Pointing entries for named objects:
──────────

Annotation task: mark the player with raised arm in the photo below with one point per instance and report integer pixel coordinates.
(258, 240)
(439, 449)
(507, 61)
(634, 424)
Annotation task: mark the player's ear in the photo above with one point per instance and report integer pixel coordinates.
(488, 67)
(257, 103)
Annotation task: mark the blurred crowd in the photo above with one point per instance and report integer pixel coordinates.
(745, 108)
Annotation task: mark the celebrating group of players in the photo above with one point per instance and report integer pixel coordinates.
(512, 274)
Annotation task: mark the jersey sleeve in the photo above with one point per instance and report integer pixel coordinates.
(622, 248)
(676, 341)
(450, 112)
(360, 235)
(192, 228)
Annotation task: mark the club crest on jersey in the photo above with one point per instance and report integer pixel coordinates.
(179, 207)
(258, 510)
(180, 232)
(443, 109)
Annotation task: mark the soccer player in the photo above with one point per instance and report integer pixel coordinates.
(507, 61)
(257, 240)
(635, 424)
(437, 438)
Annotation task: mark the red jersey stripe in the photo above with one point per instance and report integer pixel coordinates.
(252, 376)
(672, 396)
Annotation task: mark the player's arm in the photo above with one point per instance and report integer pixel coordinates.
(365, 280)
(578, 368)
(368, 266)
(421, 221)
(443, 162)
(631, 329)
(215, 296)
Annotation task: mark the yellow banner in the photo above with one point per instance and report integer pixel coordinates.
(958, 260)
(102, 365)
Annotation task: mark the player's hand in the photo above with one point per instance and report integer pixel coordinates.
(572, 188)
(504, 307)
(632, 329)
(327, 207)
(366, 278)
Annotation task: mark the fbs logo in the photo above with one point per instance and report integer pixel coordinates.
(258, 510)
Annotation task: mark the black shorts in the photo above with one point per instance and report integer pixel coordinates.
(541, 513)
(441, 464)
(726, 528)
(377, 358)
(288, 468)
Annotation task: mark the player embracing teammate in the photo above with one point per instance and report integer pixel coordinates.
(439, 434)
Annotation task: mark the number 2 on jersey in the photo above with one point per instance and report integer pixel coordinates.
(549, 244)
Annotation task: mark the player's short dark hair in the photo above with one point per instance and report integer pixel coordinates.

──────────

WORK TO DO: Copy every line of the data from the line containing "Annotation task: mark the yellow" through the end of the data. Shift each coordinate in the answers up by 70 and leave all other text unchanged.

SOLUTION:
Annotation task: mark the yellow banner in the photo above with one point per instance and report integer pixel coordinates.
(1028, 330)
(172, 435)
Annotation task: mark the player's hand in the photo above with one point per instance and report integer pixel coordinates.
(642, 258)
(574, 377)
(702, 399)
(397, 277)
(436, 348)
Annotation task: mark the fbs logo in the photo above with one point per instance and report integer pixel coordinates.
(328, 580)
Annotation task: mark the black shorts in the photo above with one point per instance and report integer pixel coordinates.
(611, 583)
(511, 534)
(796, 598)
(447, 428)
(358, 538)
Annotation task: mark the player embracing teammate in the photo above with one point per instance and report integer pixel coordinates.
(509, 504)
Annotation task: mark the number 2 on jersey in the photo above with one point per instance and report integer pixel coordinates.
(619, 314)
Annotation task: mark the player's short dark hair in the photo above with one point per instance and report integer pixel coordinates.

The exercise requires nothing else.